* Exercise passage:
========================

I loved Discovery Zone when I was a kid. If you’re unfamiliar, it was this amazingly massive pile of kid sized tubes and ball pits. Like someone took that part of Chuck E. Cheese by the ball pit and multiplied it by a magnitude of awesome. Parents didn’t really fit up in that network of tubes, and there was a giant rope spiderweb suspended in the air. And the slides. So many slides.
It was it’s own little world up there. You made the face that Sacha is making over there in that cc licensed picture I found on Flickr. The first time I saw an ad for it I just had to go there. I had to climb up into that wondrous world.
At this point, I think there are substantive parallels between that sense of discovery that happened there; that sense of wonder, and of exploration, and visiting an archive. Not only do I think that we discover things in archives, I think of archives as discovery zones.
What made discovery zone so cool is that they took all of this stuff that was fun to play on and then strategically and systematically organized and arranged it in such a way that it became something new. It became the discovery zone. It was an engineered place for exploratory play and imagination. The work that goes into an archive, deciding what to keep, how to arrange and organize it, how to tell folks what you have, is what makes the archive a discovery zone. Now as an adult I don’t really have a desire to climb around a series of tubes. With that said, Archives now offer me a similar sense of wounder. A place to encounter strategically organized and engineered traces of the past. Each hollinger box offering another chance to discover something we didn’t really know, or something we hadn’t thought about in the way I might think about it, or just the opportunity to touch and connect directly with a physical trace of another world.

========================

[Data items]
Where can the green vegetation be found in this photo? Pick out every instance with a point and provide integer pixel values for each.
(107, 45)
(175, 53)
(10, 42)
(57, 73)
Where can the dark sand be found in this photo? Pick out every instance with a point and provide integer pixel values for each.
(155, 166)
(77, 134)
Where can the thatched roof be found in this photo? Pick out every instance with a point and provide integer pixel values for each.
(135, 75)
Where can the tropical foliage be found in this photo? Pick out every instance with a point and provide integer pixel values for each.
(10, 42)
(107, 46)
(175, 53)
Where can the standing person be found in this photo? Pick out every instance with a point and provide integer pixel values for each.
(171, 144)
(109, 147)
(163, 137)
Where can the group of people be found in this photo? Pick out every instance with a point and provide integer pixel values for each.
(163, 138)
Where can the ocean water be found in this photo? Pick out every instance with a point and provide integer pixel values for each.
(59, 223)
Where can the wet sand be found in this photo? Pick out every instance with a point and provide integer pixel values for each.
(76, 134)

========================

* About this exercise: Continue the essay comparing Discovery Zone to archives, starting after its last sentence. The data has nothing to do with this.

* Response for this exercise:
What does and dosen’t count as discovery
This set of memories of Discovery Zone is brought to you by a recent back and forth around the discovery of a Army surgeon’s first person report from treating president Lincoln immediately after he was shot in Ford’s theater. Suzanne Fischer, suggested “If You ‘Discover’ Something in an Archive, It’s Not a Discovery.” At the heart of the post is a wish that there might be “more articles headlined ‘Thorough, Accurate Cataloging Pays Off!'” I wholeheartedly agree, with the later statement. To this, Ed Summers responds “Saying that there is no discovery in libraries and archives, because all the discovery has been pre-coordinated by librarians and archivists is putting the case for the work we do too strongly.” Which I also agree with; archives are places to explore and discover and celebrating moments when we find things we didn’t know in archives helps broadcast the invitation to discover. Lastly, Helena Iles Papaioannou’s the discover in this case, has declares Actually, Yes, It *Is* a Discovery If You Find Something in an Archive That No One Knew Was There. I’m not so much interested in the exact details in this case as I am in the broader question of what kinds of discovery happen in the archive.
Different kinds of historical discoveries
Very rarely, we can discover an object of historical importance in a place no one would have expected it to be. Hidden in the walls, out in someone’s attic, buried deep underground; these are all places where one can discover a thing. These kinds of discoveries are really exciting but most discovery happens in the exploration of materials that have been carefully organized and arranged.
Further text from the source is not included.